(Extracted records)
═══

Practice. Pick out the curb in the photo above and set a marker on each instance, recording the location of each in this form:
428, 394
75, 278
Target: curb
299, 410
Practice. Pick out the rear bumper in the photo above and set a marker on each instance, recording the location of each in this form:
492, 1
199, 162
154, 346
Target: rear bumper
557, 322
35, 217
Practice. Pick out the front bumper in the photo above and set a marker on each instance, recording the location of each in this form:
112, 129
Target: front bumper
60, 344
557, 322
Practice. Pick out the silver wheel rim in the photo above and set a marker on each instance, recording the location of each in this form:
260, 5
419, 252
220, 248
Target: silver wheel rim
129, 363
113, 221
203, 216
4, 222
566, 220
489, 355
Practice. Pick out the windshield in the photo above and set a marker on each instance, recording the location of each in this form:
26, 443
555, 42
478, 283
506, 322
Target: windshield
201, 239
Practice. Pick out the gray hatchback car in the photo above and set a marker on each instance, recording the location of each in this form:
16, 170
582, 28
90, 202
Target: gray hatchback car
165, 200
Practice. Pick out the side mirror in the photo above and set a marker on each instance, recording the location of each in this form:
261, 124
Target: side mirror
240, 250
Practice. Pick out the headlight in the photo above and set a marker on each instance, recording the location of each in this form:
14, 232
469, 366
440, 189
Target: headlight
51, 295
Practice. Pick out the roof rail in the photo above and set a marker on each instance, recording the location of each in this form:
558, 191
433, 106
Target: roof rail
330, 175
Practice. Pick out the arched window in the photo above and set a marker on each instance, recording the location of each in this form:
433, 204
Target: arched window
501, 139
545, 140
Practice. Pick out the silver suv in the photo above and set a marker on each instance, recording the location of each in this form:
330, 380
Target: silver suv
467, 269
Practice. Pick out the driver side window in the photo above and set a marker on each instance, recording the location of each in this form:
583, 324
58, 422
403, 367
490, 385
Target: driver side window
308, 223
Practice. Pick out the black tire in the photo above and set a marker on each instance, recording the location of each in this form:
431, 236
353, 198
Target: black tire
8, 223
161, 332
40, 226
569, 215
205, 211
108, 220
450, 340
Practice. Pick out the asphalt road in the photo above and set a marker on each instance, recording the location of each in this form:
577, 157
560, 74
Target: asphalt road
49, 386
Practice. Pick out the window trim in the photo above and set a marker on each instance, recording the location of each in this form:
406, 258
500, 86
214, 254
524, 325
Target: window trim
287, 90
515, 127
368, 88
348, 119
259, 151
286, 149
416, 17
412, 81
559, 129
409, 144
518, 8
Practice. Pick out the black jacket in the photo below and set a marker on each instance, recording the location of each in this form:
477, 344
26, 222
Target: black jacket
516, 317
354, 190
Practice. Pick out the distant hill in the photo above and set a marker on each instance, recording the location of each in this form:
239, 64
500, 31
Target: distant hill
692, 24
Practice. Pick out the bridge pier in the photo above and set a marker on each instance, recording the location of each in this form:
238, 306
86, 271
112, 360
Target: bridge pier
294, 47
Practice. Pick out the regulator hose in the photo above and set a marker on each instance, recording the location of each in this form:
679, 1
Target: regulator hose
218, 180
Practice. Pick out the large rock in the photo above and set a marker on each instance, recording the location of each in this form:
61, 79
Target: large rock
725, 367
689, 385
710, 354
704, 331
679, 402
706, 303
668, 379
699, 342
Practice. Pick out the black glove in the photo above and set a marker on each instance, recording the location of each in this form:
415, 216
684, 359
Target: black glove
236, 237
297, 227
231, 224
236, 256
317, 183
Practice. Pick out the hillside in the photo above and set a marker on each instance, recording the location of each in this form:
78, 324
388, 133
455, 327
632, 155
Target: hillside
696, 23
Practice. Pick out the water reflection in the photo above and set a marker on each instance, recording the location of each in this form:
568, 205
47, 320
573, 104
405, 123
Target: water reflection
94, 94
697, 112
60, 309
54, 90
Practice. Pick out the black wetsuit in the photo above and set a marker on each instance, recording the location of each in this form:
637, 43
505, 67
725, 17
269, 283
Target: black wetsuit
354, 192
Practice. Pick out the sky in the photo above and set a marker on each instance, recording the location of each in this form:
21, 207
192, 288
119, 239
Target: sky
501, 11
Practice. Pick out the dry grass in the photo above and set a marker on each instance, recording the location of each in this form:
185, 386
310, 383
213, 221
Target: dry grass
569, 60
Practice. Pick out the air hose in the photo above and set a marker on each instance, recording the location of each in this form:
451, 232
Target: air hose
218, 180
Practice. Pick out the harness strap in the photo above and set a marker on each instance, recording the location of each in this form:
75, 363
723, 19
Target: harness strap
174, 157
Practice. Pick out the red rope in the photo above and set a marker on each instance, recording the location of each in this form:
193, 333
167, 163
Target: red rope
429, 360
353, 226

═══

The exercise – Reproduce the records word for word.

Written solution –
Practice. Pick out the curb in the photo above and set a marker on each instance, recording the location of each in this form:
428, 394
75, 278
Target: curb
299, 410
Practice. Pick out the rear bumper in the photo above and set a marker on each instance, recording the location of each in this form:
492, 1
199, 162
154, 346
Target: rear bumper
557, 322
35, 217
Practice. Pick out the front bumper in the photo above and set a marker on each instance, recording the location of each in this form:
112, 129
Target: front bumper
60, 344
557, 322
Practice. Pick out the silver wheel rim in the photo above and set a marker on each instance, recording the location of each in this form:
260, 5
419, 252
220, 248
Target: silver wheel rim
129, 363
113, 221
203, 216
4, 222
566, 220
489, 355
Practice. Pick out the windshield in the photo above and set a marker on each instance, recording the location of each in this form:
26, 443
555, 42
478, 283
506, 322
Target: windshield
201, 239
Practice. Pick out the gray hatchback car in the photo above and set a marker on each instance, recording the location of each in this form:
16, 170
582, 28
90, 202
Target: gray hatchback car
165, 200
Practice. Pick out the side mirror in the photo above and set a marker on each instance, recording the location of each in this form:
261, 124
Target: side mirror
240, 250
Practice. Pick out the headlight in the photo above and set a marker on each instance, recording the location of each in this form:
14, 232
469, 366
440, 189
Target: headlight
51, 295
Practice. Pick out the roof rail in the photo above and set a marker on each instance, recording the location of each in this form:
558, 191
433, 106
Target: roof rail
330, 175
Practice. Pick out the arched window in the photo above and set a marker on each instance, recording the location of each in this form:
433, 204
Target: arched window
501, 139
545, 140
Practice. Pick out the silver suv in the photo above and set a marker on each instance, recording the location of each in this form:
330, 380
Target: silver suv
467, 269
Practice. Pick out the driver side window in the photo above and set a marker on each instance, recording the location of each in this form:
583, 324
58, 422
403, 367
490, 385
Target: driver side window
308, 223
Practice. Pick out the black tire in the photo above and set a marker on each instance, recording the location of each in this form:
431, 236
353, 198
Target: black tire
8, 223
161, 332
40, 226
569, 215
205, 211
108, 220
450, 340
Practice. Pick out the asphalt road in the photo above and set a marker on each instance, recording the location of each in this form:
577, 157
560, 74
Target: asphalt road
49, 386
Practice. Pick out the window trim in the photo above and set a marker on each instance, recording the location of each in this form:
406, 258
500, 86
214, 254
524, 325
Target: window trim
287, 90
515, 127
368, 88
348, 119
259, 151
286, 149
416, 17
412, 81
559, 129
409, 144
518, 8
Practice. Pick out the black jacket in the photo below and set a marker on each instance, recording the location of each in this form:
477, 344
26, 222
Target: black jacket
516, 317
354, 190
Practice. Pick out the distant hill in the photo above and set a marker on each instance, recording the location of each in this form:
239, 64
500, 31
Target: distant hill
692, 24
Practice. Pick out the bridge pier in the photo above and set a marker on each instance, recording the location of each in this form:
238, 306
86, 271
112, 360
Target: bridge pier
294, 47
Practice. Pick out the regulator hose in the photo above and set a marker on each instance, recording the location of each in this form:
679, 1
Target: regulator hose
218, 180
Practice. Pick out the large rock in the photo above and set a marker on each instance, recording the location of each in this form:
61, 79
Target: large rock
725, 367
689, 385
710, 354
704, 331
679, 402
706, 303
668, 379
699, 342
Practice. Pick out the black glove in the photo above and set a marker on each instance, recording the location of each in this form:
415, 216
684, 359
Target: black glove
236, 237
297, 227
231, 224
236, 256
317, 183
Practice. Pick out the hillside in the photo above and set a marker on each instance, recording the location of each in this form:
78, 324
388, 133
455, 327
632, 155
Target: hillside
696, 23
Practice. Pick out the water reflection in the photo above and set a marker on each instance, recording the location of each in this form:
568, 205
47, 320
573, 104
405, 123
Target: water reflection
94, 94
697, 112
60, 309
54, 90
Practice. Pick out the black wetsuit in the photo above and set a marker on each instance, recording the location of each in this form:
637, 43
505, 67
725, 17
269, 283
Target: black wetsuit
354, 192
Practice. Pick out the sky in the photo above and set a marker on each instance, recording the location of each in this form:
21, 207
192, 288
119, 239
Target: sky
501, 11
Practice. Pick out the dry grass in the photo above and set a marker on each instance, recording the location of each in this form:
185, 386
310, 383
213, 221
Target: dry grass
569, 60
Practice. Pick out the air hose in the photo above and set a marker on each instance, recording the location of each in this form:
451, 232
Target: air hose
218, 180
Practice. Pick out the harness strap in the photo above and set a marker on each instance, recording the location of each in this form:
75, 363
723, 19
Target: harness strap
174, 157
Practice. Pick out the red rope in the photo above and set a marker on each instance, recording the location of each in this form:
193, 333
167, 163
Target: red rope
429, 360
353, 226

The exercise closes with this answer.